▶ _GIVEN INSTRUCTION_
Can you reproduce, unchanged, the part of the items that opens with the line containing "Give x and y for each instance of the white cumulus" and closes with the line containing "<point>189,243</point>", including both of those lines and nothing else?

◇ ◇ ◇ ◇ ◇

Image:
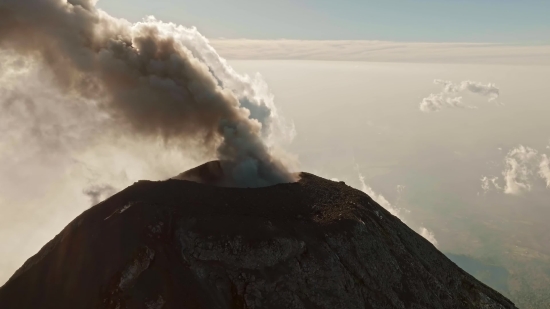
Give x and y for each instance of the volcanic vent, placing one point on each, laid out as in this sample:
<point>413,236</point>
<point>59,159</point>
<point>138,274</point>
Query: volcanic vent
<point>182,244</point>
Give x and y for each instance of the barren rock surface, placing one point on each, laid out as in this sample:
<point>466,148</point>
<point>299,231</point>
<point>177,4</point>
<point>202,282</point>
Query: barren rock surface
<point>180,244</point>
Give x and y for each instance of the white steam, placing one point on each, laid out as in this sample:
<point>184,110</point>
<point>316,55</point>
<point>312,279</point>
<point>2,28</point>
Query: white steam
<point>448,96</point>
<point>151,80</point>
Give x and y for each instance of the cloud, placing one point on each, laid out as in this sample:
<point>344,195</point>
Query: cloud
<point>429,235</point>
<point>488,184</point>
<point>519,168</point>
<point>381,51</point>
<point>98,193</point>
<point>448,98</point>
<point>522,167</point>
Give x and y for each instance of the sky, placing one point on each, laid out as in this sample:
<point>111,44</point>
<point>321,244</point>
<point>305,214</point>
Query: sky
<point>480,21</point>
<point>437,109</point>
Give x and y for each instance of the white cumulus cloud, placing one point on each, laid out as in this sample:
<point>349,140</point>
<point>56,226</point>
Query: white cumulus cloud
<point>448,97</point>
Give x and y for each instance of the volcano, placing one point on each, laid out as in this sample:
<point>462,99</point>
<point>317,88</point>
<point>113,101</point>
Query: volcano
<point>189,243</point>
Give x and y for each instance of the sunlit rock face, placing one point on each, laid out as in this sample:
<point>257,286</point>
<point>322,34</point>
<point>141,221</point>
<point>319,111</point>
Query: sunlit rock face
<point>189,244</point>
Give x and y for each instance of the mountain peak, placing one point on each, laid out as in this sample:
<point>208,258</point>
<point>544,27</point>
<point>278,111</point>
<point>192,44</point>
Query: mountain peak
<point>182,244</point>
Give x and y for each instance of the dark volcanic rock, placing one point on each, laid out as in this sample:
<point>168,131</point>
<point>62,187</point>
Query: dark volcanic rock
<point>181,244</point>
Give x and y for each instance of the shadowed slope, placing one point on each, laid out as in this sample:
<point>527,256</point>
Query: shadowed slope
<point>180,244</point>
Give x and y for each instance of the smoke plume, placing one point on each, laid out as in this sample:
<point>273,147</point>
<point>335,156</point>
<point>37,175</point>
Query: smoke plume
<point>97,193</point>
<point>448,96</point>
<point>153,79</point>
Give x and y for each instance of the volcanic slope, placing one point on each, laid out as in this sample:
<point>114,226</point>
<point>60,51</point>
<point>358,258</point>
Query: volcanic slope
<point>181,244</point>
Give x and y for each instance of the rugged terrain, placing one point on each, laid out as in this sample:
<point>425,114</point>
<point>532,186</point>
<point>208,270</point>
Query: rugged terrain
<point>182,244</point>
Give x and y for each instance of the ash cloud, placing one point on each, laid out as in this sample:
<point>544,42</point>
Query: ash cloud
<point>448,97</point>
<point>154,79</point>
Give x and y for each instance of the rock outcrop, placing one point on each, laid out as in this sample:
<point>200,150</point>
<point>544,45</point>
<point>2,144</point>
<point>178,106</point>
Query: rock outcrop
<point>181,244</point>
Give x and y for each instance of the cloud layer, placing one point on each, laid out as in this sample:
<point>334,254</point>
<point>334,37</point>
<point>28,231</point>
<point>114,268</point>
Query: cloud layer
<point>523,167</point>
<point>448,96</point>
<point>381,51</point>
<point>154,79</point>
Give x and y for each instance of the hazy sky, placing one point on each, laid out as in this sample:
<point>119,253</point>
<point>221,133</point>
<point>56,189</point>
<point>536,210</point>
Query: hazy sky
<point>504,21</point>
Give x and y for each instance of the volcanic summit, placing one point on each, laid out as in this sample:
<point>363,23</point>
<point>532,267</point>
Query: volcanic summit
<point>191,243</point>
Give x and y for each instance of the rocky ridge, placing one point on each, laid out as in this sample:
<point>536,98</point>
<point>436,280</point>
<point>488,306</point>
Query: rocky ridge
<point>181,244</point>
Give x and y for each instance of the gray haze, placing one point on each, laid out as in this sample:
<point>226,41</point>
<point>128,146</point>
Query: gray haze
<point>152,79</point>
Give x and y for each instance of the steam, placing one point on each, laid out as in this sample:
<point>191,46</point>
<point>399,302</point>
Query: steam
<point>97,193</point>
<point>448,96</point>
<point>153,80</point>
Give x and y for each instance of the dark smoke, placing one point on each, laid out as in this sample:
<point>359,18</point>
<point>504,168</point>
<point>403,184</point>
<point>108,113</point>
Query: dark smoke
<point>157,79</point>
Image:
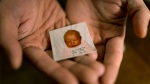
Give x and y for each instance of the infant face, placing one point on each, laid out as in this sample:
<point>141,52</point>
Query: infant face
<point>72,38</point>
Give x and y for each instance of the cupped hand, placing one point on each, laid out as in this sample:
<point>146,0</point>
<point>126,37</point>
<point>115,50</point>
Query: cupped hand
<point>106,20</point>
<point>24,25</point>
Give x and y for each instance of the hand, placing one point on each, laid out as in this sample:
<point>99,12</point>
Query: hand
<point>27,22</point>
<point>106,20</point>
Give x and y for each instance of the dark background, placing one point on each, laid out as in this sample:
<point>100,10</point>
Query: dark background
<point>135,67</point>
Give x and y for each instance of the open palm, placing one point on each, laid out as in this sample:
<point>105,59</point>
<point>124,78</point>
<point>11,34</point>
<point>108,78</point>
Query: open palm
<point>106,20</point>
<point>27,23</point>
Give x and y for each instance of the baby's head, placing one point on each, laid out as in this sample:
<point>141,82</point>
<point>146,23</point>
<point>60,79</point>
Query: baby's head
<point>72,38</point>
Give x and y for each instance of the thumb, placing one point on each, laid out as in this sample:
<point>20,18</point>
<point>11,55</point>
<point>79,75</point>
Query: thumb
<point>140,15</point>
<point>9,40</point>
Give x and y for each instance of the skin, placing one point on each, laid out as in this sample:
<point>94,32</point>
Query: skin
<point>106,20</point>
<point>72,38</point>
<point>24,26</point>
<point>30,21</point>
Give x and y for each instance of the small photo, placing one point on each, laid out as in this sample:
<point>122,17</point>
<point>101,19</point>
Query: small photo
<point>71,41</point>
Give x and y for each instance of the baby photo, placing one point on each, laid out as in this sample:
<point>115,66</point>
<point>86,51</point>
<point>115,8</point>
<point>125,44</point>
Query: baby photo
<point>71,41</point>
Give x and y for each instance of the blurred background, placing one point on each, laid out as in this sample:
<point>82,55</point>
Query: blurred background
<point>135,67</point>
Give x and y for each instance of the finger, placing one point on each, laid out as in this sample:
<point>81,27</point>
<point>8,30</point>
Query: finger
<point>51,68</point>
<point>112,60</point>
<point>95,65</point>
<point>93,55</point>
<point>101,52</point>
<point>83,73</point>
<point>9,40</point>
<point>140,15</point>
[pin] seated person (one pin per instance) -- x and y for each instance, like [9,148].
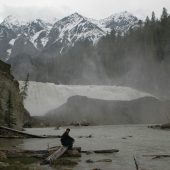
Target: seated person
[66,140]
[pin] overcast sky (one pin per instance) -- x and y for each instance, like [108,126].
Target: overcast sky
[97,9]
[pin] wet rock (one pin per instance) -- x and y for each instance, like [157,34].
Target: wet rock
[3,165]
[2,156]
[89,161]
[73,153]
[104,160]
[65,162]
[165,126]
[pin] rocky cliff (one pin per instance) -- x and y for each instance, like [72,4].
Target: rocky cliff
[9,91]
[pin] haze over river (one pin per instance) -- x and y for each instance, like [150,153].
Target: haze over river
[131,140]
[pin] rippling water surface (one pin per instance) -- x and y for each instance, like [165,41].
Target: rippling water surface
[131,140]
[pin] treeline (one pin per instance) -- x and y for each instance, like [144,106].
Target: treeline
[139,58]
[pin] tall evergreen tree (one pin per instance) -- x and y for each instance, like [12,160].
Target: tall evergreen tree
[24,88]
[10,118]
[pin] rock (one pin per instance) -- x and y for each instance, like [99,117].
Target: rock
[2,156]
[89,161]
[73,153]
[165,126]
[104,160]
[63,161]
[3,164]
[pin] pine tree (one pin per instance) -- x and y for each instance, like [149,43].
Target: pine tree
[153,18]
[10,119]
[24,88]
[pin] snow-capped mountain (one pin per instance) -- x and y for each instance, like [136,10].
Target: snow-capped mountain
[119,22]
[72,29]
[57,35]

◇ ◇ ◇ ◇ ◇

▶ _EXERCISE ANSWER_
Give x and y for each instance of the white cumulus cloud, placing one point on each, laid out as in this sample:
<point>349,140</point>
<point>56,226</point>
Query: white cumulus cloud
<point>448,97</point>
Give x and y for each instance of the volcano, placing one point on each, laid out as in this sample:
<point>462,99</point>
<point>317,88</point>
<point>113,101</point>
Query: volcano
<point>189,243</point>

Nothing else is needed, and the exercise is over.